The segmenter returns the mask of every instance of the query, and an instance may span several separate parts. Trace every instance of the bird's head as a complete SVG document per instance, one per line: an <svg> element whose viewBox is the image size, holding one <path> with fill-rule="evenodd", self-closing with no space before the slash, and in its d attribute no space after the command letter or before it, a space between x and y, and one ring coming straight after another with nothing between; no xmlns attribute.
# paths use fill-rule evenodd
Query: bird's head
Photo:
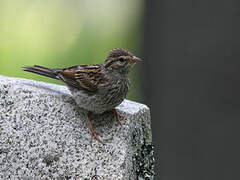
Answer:
<svg viewBox="0 0 240 180"><path fill-rule="evenodd" d="M139 61L142 60L129 51L122 48L116 48L109 52L104 62L104 67L108 72L127 75L131 67Z"/></svg>

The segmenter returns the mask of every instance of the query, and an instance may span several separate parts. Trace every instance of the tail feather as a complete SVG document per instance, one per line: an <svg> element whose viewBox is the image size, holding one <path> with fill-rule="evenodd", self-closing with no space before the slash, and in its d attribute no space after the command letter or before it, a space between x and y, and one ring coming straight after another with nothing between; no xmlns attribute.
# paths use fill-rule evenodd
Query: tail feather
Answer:
<svg viewBox="0 0 240 180"><path fill-rule="evenodd" d="M42 76L47 76L47 77L50 77L53 79L59 79L58 78L58 72L59 72L58 70L46 68L43 66L38 66L38 65L26 66L26 67L22 67L22 70L31 72L31 73L35 73L35 74L39 74Z"/></svg>

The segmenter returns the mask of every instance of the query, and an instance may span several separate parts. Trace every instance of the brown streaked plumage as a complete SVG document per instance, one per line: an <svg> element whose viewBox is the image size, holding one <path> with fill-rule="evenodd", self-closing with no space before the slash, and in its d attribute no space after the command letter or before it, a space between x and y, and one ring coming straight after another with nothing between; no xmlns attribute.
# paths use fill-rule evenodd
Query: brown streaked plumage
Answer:
<svg viewBox="0 0 240 180"><path fill-rule="evenodd" d="M93 129L89 114L112 111L117 119L121 116L115 107L126 97L130 85L128 72L138 61L141 60L129 51L116 48L109 52L103 64L78 65L63 69L34 65L22 69L64 82L77 105L86 110L92 136L102 142Z"/></svg>

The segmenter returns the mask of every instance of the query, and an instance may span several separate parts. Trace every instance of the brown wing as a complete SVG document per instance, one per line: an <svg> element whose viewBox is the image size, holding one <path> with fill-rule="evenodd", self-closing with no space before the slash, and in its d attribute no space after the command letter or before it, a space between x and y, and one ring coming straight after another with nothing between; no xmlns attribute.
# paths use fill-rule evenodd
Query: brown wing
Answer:
<svg viewBox="0 0 240 180"><path fill-rule="evenodd" d="M96 92L108 79L101 72L100 65L81 65L62 71L62 79L70 86Z"/></svg>

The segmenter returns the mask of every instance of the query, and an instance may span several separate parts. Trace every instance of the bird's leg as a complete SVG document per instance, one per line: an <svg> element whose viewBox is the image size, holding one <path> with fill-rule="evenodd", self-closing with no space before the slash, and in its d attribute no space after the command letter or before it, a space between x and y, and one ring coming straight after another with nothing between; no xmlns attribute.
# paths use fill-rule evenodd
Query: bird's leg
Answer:
<svg viewBox="0 0 240 180"><path fill-rule="evenodd" d="M88 127L89 127L89 129L90 129L90 131L91 131L92 136L93 136L98 142L103 143L103 142L101 141L101 139L98 137L98 135L95 133L94 129L93 129L93 125L92 125L92 123L91 123L91 121L90 121L90 117L89 117L89 112L87 112L86 115L87 115L87 120L88 120Z"/></svg>
<svg viewBox="0 0 240 180"><path fill-rule="evenodd" d="M112 112L113 112L114 116L116 117L117 122L119 124L121 124L120 119L123 118L123 115L120 114L116 109L113 109Z"/></svg>

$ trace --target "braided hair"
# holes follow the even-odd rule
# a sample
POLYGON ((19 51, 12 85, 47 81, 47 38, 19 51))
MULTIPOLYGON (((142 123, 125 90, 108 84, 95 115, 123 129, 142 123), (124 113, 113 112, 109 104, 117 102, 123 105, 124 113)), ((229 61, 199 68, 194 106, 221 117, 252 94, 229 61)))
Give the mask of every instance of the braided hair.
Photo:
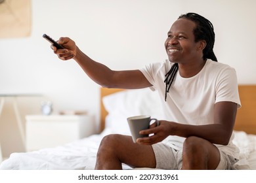
MULTIPOLYGON (((204 40, 206 42, 205 48, 203 50, 203 59, 206 60, 207 58, 213 61, 217 61, 217 58, 213 52, 213 46, 215 40, 215 34, 214 33, 213 25, 207 19, 196 13, 189 12, 181 15, 180 18, 185 18, 196 23, 196 28, 194 29, 194 35, 195 37, 195 42, 200 40, 204 40)), ((175 63, 173 65, 171 69, 165 75, 165 97, 170 90, 176 74, 179 69, 179 65, 175 63)))

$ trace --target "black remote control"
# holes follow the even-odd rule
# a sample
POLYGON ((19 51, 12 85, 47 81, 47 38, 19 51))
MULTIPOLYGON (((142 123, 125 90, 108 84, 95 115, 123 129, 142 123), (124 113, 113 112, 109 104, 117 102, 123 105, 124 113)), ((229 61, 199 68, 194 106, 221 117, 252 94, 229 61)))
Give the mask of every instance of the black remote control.
POLYGON ((61 46, 60 44, 58 44, 57 42, 54 41, 51 37, 47 35, 46 34, 44 34, 43 35, 43 37, 44 37, 46 40, 47 40, 51 43, 52 43, 53 44, 53 46, 54 46, 57 49, 65 49, 64 47, 61 46))

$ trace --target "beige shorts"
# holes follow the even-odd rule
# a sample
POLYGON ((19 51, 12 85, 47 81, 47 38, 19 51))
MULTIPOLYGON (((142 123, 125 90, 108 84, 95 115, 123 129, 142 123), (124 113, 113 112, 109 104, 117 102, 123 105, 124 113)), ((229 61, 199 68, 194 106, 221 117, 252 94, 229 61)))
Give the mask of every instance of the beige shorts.
MULTIPOLYGON (((152 145, 156 160, 156 169, 166 170, 181 169, 182 165, 182 152, 176 150, 163 144, 152 145)), ((235 169, 234 164, 238 159, 220 150, 221 160, 217 170, 235 169)))

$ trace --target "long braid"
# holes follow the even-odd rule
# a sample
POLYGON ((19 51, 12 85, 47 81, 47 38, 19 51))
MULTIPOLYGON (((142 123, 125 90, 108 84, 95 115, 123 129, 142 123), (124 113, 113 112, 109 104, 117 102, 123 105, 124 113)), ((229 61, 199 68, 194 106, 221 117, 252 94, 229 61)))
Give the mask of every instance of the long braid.
POLYGON ((178 71, 178 69, 179 69, 179 65, 178 63, 175 63, 171 67, 170 71, 169 71, 169 72, 165 75, 165 79, 164 80, 164 82, 165 83, 165 101, 166 101, 166 97, 167 96, 167 93, 170 90, 171 84, 173 83, 174 78, 176 76, 176 73, 178 71))
MULTIPOLYGON (((179 17, 180 18, 186 18, 194 22, 196 24, 196 27, 194 29, 194 35, 195 37, 195 42, 200 40, 205 40, 206 42, 205 48, 203 50, 203 59, 206 60, 207 58, 213 61, 217 61, 215 54, 213 52, 213 46, 215 39, 215 34, 214 33, 213 25, 207 19, 196 13, 189 12, 186 14, 182 14, 179 17)), ((179 65, 175 63, 171 67, 170 70, 165 75, 165 96, 166 98, 167 93, 170 90, 171 84, 179 70, 179 65)))

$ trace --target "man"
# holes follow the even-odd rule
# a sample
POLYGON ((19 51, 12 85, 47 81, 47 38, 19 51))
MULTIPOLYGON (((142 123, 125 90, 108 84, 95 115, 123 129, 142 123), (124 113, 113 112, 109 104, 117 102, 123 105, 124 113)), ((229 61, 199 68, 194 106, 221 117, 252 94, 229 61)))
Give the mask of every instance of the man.
POLYGON ((54 53, 73 58, 95 82, 106 88, 158 90, 168 121, 160 120, 138 139, 121 135, 105 137, 96 169, 135 167, 164 169, 230 169, 238 150, 232 143, 237 108, 240 106, 236 72, 217 62, 211 23, 195 13, 181 16, 165 43, 169 61, 140 70, 112 71, 83 54, 69 38, 54 53), (97 71, 96 73, 95 71, 97 71))

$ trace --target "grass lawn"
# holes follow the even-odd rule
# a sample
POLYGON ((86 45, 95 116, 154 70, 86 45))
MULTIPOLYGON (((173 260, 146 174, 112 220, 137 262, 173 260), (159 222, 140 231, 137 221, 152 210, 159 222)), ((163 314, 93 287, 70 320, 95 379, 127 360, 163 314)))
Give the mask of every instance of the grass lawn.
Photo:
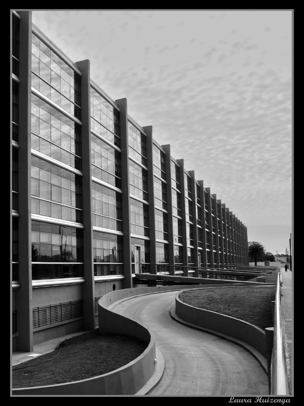
POLYGON ((210 288, 181 293, 182 301, 200 309, 231 316, 260 328, 273 327, 271 301, 275 286, 210 288))
MULTIPOLYGON (((275 283, 277 273, 268 276, 267 282, 275 283), (274 280, 268 280, 269 277, 274 280)), ((272 286, 232 287, 191 290, 181 293, 180 298, 195 307, 264 328, 273 325, 271 302, 275 293, 276 288, 272 286)), ((13 388, 55 385, 102 375, 126 365, 146 347, 145 343, 135 339, 100 335, 96 329, 63 342, 60 353, 56 350, 14 366, 13 388), (18 369, 25 366, 28 367, 18 369)))
POLYGON ((100 335, 96 329, 62 342, 59 350, 13 367, 13 388, 43 386, 102 375, 136 358, 147 345, 120 335, 100 335), (24 369, 17 368, 28 366, 24 369), (14 370, 16 369, 16 370, 14 370))

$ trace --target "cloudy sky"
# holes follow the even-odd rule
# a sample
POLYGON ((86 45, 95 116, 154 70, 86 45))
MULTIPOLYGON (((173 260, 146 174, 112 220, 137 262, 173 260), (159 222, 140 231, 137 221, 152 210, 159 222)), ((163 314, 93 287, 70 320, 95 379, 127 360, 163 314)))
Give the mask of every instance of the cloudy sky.
POLYGON ((292 232, 292 12, 34 11, 32 21, 279 254, 292 232))

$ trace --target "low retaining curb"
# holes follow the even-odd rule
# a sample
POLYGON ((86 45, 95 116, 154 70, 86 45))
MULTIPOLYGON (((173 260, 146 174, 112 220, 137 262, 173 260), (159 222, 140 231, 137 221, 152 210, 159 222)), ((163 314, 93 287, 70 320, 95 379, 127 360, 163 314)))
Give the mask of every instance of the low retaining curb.
POLYGON ((247 343, 267 357, 265 334, 261 328, 239 319, 187 304, 178 297, 179 293, 175 296, 175 311, 182 320, 247 343))
MULTIPOLYGON (((198 285, 134 288, 117 290, 105 295, 98 301, 99 332, 126 334, 141 340, 148 344, 143 353, 126 365, 108 374, 58 385, 14 389, 12 394, 22 396, 141 394, 143 388, 147 387, 145 385, 151 378, 153 378, 154 374, 155 375, 156 349, 154 334, 141 323, 118 314, 108 307, 119 300, 133 296, 183 290, 185 287, 197 288, 198 285)), ((163 367, 159 379, 163 372, 163 367)), ((153 385, 156 384, 157 379, 154 377, 153 385)))

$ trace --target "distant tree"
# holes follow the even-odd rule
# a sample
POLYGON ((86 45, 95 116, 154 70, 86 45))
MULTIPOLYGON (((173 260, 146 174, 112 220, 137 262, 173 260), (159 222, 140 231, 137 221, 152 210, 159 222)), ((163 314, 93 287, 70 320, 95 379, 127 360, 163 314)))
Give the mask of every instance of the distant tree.
POLYGON ((248 254, 250 259, 254 260, 254 265, 257 265, 257 260, 263 259, 265 254, 264 247, 256 241, 248 243, 248 254))

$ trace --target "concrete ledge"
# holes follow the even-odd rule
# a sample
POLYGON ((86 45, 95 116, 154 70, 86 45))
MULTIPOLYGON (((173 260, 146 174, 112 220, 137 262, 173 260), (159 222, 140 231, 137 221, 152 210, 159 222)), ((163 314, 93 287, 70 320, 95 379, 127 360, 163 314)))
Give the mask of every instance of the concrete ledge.
MULTIPOLYGON (((236 344, 246 343, 250 346, 246 348, 248 350, 250 348, 257 350, 265 358, 264 362, 261 365, 264 369, 264 366, 266 365, 265 370, 267 373, 264 331, 256 326, 239 319, 187 304, 180 300, 179 294, 179 292, 175 296, 175 309, 176 315, 180 319, 202 327, 207 332, 216 332, 222 334, 222 338, 235 339, 236 344)), ((254 355, 252 351, 250 352, 254 355)), ((256 351, 253 353, 256 355, 256 351)))

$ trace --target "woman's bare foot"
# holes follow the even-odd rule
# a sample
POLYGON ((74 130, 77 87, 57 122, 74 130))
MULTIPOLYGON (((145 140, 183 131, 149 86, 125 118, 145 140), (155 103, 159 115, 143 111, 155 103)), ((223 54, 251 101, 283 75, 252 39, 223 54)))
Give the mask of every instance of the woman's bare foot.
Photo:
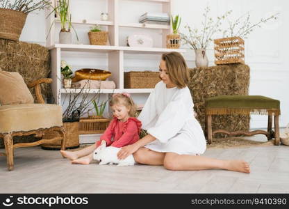
POLYGON ((229 160, 225 166, 226 170, 249 173, 250 166, 244 160, 229 160))
POLYGON ((79 158, 79 157, 74 152, 60 150, 60 153, 63 156, 63 157, 68 158, 71 160, 74 160, 79 158))
POLYGON ((89 164, 92 160, 92 155, 82 157, 72 161, 72 164, 89 164))

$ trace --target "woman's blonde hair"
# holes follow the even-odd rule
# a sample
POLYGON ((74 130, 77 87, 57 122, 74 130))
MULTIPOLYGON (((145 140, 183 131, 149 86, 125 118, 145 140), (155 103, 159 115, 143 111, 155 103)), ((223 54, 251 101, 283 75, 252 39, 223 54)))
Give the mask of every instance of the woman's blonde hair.
POLYGON ((127 93, 115 93, 109 101, 109 106, 113 105, 124 105, 129 109, 129 115, 134 117, 136 111, 136 105, 131 98, 131 95, 127 93))
POLYGON ((183 56, 175 52, 163 54, 167 72, 172 82, 179 88, 183 88, 189 83, 188 66, 183 56))

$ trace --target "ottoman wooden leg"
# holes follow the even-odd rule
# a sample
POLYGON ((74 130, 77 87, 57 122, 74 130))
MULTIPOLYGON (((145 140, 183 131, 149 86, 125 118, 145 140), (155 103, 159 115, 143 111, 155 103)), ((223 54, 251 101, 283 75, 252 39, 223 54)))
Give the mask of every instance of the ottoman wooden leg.
POLYGON ((13 138, 11 134, 4 135, 5 150, 6 151, 7 167, 9 171, 13 170, 13 138))
POLYGON ((58 131, 58 132, 60 134, 60 137, 63 138, 63 140, 61 141, 61 150, 65 150, 66 149, 66 138, 64 137, 64 129, 61 129, 58 131))
POLYGON ((208 144, 212 144, 212 115, 207 115, 208 144))
POLYGON ((268 135, 267 136, 267 139, 268 140, 270 140, 272 138, 272 115, 268 114, 268 126, 267 128, 267 131, 268 132, 268 135))
POLYGON ((279 135, 279 116, 274 115, 274 128, 275 130, 275 145, 280 144, 279 135))

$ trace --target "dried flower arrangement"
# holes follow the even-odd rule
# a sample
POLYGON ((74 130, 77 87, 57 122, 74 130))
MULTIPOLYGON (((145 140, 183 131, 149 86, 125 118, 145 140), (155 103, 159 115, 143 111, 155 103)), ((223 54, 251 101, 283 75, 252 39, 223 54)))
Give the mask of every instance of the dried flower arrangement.
POLYGON ((238 36, 241 38, 247 38, 248 35, 253 31, 256 27, 261 27, 261 24, 268 22, 270 20, 276 20, 276 13, 267 18, 261 18, 258 22, 252 24, 250 22, 250 13, 248 12, 245 15, 242 15, 237 18, 234 22, 228 21, 229 28, 223 31, 223 37, 234 37, 238 36))
POLYGON ((202 29, 199 30, 197 28, 191 28, 188 24, 185 26, 189 35, 181 33, 182 40, 184 44, 189 44, 192 49, 206 49, 210 42, 213 40, 212 37, 217 32, 220 32, 220 26, 222 21, 225 20, 231 10, 226 12, 221 17, 217 17, 217 21, 215 22, 212 17, 209 17, 210 9, 208 6, 206 7, 205 12, 203 14, 204 17, 204 22, 201 22, 202 29))
POLYGON ((198 30, 197 28, 192 28, 188 24, 185 26, 188 31, 188 35, 181 33, 182 40, 184 44, 189 44, 192 49, 206 49, 210 42, 213 40, 213 36, 218 32, 223 31, 222 37, 238 36, 242 38, 247 38, 247 36, 253 31, 256 27, 261 27, 262 24, 267 22, 270 20, 277 19, 279 13, 272 15, 267 18, 261 18, 256 23, 250 22, 250 14, 242 15, 237 18, 235 22, 232 22, 228 20, 229 27, 225 29, 221 29, 221 25, 224 20, 228 20, 232 10, 226 12, 223 15, 217 17, 217 21, 214 22, 212 17, 209 17, 210 8, 207 6, 205 12, 203 13, 204 17, 202 22, 202 29, 198 30))

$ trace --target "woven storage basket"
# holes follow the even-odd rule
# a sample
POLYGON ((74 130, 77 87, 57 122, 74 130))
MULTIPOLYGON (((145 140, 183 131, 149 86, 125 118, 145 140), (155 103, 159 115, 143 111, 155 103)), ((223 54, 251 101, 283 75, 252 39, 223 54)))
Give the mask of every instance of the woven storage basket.
POLYGON ((179 34, 167 35, 167 48, 179 49, 181 43, 181 36, 179 34))
POLYGON ((245 63, 244 40, 240 37, 215 39, 216 65, 245 63))
POLYGON ((88 32, 88 37, 92 45, 106 45, 108 42, 108 32, 88 32))
POLYGON ((131 71, 124 72, 125 88, 154 88, 160 81, 158 72, 131 71))
POLYGON ((0 38, 19 40, 27 15, 10 9, 0 8, 0 38))
POLYGON ((108 126, 110 120, 103 117, 88 116, 79 121, 79 134, 102 134, 108 126))
MULTIPOLYGON (((65 130, 64 137, 66 139, 66 148, 76 148, 79 147, 79 122, 63 123, 65 130)), ((47 132, 43 136, 43 139, 52 139, 60 137, 58 132, 47 132)), ((61 148, 61 141, 53 144, 43 144, 41 145, 43 149, 46 150, 60 150, 61 148)))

## [Exercise requirements]
Rewrite the part of the material that opens with the line containing "the brown streaked" and closes with the line containing "92L108 79L101 72L100", changing "brown wing" to "brown feathered wing" and keeping everything else the same.

## [Result of the task]
The segmenter returns the mask of every instance of the query, and an instance may span several separate parts. Trace every instance of the brown streaked plumage as a complete SVG document per instance, one per line: an <svg> element whose viewBox is the image size, holding one <path> with fill-rule="evenodd", self-closing with no space before the slash, and in its d attribute no space after the command letter or before it, a space between x and y, and one ring coming straight after another with nothing between; no xmlns attribute.
# paths use fill-rule evenodd
Query: brown streaked plumage
Answer:
<svg viewBox="0 0 240 180"><path fill-rule="evenodd" d="M93 129L89 114L112 111L117 119L121 116L115 107L126 97L130 85L128 72L138 61L141 60L129 51L116 48L109 52L103 64L78 65L63 69L34 65L22 69L64 82L77 105L86 110L92 136L102 142Z"/></svg>

The segmenter returns the mask of every instance of the query, and an instance may span several separate parts. Trace every instance of the brown feathered wing as a complete SVG document per instance, one per line: an <svg> element whose viewBox is the image size, holding one <path> with fill-rule="evenodd", self-closing with no space before the slash, and in its d attribute no space after the command letter or before it, a space between x and y, and one ring coming straight after another with nothing between; no xmlns attribute.
# paths use fill-rule evenodd
Query: brown feathered wing
Answer:
<svg viewBox="0 0 240 180"><path fill-rule="evenodd" d="M96 92L108 79L101 72L100 65L81 65L62 71L62 79L70 86Z"/></svg>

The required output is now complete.